*** Data shown ***

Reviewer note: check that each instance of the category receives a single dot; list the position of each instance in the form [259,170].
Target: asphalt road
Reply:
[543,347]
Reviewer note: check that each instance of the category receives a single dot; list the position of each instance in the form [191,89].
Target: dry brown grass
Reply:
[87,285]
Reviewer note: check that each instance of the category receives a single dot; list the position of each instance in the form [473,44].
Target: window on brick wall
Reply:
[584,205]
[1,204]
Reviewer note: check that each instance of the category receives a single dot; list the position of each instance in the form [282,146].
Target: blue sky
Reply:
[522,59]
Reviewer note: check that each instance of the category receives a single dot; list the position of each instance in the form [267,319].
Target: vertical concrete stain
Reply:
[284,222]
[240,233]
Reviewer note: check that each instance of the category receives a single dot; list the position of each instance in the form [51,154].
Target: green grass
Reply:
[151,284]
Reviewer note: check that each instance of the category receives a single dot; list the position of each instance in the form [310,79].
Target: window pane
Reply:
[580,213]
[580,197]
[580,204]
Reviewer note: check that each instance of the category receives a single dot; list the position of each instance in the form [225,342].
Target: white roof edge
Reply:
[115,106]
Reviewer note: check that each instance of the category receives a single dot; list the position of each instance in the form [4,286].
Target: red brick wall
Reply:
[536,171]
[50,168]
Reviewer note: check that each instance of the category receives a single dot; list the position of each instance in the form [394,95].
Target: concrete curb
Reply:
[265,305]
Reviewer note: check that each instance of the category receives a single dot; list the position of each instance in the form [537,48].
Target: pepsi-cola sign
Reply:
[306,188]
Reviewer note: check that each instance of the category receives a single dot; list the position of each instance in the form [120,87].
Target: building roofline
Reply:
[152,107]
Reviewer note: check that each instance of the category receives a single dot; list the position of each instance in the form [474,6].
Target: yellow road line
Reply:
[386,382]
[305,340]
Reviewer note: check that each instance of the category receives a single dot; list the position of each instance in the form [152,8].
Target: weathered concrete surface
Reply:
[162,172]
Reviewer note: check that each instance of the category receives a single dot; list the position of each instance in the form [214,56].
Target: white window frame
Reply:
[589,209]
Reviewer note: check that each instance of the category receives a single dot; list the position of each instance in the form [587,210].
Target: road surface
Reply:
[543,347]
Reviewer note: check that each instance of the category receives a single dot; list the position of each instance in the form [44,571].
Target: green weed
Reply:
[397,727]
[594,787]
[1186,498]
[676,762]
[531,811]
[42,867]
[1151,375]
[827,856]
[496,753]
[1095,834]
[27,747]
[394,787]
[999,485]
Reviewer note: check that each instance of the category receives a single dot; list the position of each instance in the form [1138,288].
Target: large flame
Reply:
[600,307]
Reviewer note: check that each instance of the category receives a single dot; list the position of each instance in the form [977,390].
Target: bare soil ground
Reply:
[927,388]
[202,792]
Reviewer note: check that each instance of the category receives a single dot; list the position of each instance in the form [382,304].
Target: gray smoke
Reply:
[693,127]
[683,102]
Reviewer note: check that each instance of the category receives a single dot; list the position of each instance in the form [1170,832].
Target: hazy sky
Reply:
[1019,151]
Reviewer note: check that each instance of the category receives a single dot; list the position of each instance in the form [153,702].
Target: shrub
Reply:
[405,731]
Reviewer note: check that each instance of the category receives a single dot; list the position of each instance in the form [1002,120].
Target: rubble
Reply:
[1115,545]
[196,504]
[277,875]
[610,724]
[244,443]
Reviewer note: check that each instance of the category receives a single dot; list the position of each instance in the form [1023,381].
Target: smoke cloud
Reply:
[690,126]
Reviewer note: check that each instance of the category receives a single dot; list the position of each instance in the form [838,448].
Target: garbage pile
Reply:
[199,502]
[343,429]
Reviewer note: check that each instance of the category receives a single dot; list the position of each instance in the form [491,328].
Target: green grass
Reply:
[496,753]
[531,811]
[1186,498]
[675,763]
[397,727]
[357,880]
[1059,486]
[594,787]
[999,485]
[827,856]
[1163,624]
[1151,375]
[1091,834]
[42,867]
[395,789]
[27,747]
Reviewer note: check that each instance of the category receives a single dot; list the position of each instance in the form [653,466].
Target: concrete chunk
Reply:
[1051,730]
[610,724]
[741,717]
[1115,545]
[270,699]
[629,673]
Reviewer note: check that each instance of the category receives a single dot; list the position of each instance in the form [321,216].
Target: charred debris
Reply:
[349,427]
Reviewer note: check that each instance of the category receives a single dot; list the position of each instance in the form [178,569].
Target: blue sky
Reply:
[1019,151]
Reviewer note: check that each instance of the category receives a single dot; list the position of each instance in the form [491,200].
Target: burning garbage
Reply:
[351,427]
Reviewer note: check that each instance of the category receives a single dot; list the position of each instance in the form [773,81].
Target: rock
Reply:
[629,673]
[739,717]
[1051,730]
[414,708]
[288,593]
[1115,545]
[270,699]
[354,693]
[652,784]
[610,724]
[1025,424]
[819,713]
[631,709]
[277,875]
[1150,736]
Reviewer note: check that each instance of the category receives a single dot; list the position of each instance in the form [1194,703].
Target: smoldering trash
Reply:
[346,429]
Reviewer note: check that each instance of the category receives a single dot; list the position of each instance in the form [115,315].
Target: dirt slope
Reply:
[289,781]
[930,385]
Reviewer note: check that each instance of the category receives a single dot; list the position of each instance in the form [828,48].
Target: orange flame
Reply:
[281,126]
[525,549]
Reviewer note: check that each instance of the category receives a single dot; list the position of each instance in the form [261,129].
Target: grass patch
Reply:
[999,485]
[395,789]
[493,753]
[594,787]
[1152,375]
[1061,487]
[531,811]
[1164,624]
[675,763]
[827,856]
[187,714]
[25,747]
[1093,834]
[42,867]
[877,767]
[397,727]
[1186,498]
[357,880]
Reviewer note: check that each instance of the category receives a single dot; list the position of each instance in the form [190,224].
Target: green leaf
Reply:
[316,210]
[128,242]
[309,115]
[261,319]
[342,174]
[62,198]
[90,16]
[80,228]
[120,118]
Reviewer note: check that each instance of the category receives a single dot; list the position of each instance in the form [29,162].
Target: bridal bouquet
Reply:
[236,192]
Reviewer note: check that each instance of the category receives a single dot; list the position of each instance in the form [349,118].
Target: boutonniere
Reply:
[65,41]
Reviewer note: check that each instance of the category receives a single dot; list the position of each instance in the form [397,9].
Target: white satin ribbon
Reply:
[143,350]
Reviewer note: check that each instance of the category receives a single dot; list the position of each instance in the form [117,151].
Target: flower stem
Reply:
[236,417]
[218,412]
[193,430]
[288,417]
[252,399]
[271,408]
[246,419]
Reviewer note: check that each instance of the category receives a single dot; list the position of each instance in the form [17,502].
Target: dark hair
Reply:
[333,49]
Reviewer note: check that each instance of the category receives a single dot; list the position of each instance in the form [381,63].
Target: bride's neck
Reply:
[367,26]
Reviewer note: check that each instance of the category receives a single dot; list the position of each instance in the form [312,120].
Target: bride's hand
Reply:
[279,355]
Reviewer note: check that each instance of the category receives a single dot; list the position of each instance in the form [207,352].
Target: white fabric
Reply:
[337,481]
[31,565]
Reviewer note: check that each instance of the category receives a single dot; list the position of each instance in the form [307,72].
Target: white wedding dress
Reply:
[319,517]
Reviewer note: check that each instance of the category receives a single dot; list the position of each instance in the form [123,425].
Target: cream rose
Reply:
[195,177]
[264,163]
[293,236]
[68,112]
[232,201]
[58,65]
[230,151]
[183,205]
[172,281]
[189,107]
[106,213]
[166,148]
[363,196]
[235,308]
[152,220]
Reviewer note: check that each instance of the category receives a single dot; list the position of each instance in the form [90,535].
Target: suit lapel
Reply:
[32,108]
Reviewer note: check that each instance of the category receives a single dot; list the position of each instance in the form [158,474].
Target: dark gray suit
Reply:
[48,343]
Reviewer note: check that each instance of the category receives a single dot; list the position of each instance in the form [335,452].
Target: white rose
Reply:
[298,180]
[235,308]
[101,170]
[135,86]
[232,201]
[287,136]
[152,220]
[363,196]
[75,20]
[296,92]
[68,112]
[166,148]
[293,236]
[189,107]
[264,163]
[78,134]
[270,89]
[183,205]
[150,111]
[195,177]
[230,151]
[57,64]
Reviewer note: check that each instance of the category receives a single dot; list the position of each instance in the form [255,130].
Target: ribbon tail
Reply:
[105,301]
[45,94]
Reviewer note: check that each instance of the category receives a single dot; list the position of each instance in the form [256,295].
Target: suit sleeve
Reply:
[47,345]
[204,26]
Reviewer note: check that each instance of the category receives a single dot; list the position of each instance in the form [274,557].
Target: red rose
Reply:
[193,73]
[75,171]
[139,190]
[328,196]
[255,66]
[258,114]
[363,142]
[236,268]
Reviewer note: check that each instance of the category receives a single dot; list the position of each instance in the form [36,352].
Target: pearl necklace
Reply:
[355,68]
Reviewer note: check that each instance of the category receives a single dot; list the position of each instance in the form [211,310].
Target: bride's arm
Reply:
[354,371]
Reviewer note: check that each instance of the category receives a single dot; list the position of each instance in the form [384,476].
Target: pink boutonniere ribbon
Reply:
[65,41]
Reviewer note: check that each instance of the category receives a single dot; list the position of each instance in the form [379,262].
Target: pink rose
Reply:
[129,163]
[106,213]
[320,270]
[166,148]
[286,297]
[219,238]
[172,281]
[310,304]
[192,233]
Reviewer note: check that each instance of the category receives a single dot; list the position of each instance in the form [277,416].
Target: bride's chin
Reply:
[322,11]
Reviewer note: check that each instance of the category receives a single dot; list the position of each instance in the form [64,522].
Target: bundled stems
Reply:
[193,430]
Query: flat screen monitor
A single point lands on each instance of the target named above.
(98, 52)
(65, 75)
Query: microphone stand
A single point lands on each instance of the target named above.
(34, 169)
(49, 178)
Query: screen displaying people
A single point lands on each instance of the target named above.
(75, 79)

***

◆ **Work instruction**: Check the material above line by line, and give only the number of lines holding the string "garbage".

◆ **Result for this exercise**: 2